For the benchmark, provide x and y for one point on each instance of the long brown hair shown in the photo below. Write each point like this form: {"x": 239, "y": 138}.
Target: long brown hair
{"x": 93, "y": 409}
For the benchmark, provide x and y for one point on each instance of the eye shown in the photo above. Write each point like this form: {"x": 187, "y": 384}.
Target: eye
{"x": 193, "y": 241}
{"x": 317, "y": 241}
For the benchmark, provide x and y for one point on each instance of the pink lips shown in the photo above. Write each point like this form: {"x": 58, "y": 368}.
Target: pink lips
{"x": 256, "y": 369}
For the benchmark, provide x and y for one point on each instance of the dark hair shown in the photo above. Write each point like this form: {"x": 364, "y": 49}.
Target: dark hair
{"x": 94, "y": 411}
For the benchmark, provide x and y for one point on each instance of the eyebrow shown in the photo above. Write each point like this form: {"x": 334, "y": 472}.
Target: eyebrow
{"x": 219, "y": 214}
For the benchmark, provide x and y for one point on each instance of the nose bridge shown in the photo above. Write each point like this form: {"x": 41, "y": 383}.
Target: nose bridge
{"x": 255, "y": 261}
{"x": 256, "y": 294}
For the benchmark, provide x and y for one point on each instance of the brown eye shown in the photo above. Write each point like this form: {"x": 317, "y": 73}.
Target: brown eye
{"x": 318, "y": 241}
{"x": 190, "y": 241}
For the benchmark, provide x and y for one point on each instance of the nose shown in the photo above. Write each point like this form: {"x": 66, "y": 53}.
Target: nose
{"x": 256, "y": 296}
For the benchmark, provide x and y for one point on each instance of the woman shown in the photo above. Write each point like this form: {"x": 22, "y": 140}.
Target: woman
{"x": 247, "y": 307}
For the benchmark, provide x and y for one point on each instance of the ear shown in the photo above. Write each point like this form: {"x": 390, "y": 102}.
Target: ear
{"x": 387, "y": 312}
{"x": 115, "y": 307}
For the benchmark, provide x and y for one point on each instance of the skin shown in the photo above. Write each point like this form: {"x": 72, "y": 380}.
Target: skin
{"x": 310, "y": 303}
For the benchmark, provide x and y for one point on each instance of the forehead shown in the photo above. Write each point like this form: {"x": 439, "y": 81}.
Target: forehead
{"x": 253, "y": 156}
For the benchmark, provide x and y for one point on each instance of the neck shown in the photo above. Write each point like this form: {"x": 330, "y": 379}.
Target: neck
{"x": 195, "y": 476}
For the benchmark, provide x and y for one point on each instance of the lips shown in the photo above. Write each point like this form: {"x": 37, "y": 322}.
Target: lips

▬▬▬▬▬▬

What to produce
Rename "benchmark" to "test" in the items from the line containing "the nose bridge" through the last line of the items, and return only those lines with everything else left as is.

Task output
For the test, provide x and y for one point on each instance of the nose bridge shown in the photo above. Write each point like this form: {"x": 41, "y": 383}.
Target: nose bridge
{"x": 255, "y": 261}
{"x": 256, "y": 294}
For the test, provide x and y for one point on each instance of the brown eye shown in the photo above. Write each point like this form: {"x": 317, "y": 73}.
Target: brown eye
{"x": 318, "y": 241}
{"x": 190, "y": 241}
For the test, provide x and y for one point on each instance of the nose shown in the photo above. Write each point like this form: {"x": 66, "y": 53}.
Target: nose
{"x": 256, "y": 296}
For the test, provide x and y for one point on each instance of the woman shown in the photo above. Write each point like this form: {"x": 22, "y": 140}.
Target: woman
{"x": 247, "y": 307}
For the test, provide x and y for one point on each instance of the ear shown in the photo above. Write each point like this form: {"x": 390, "y": 102}.
Target: ear
{"x": 387, "y": 312}
{"x": 115, "y": 307}
For the test, provide x and y for one point on each instance of the skin shown in the photo above. Write each point like this form: {"x": 72, "y": 380}.
Target: skin
{"x": 310, "y": 303}
For the test, provide x and y for one point on each instance of the forehead shown in the photo above. Write each point like this form: {"x": 439, "y": 81}.
Target: forehead
{"x": 253, "y": 156}
For the test, provide x and y for one point on each instance of the neck shown in the photo above. Write each point like this form: {"x": 330, "y": 379}.
Target: neck
{"x": 195, "y": 476}
For the test, provide x and y for one point on each instance of the lips shown in the photo above. Write each point like this form: {"x": 37, "y": 322}.
Target: lips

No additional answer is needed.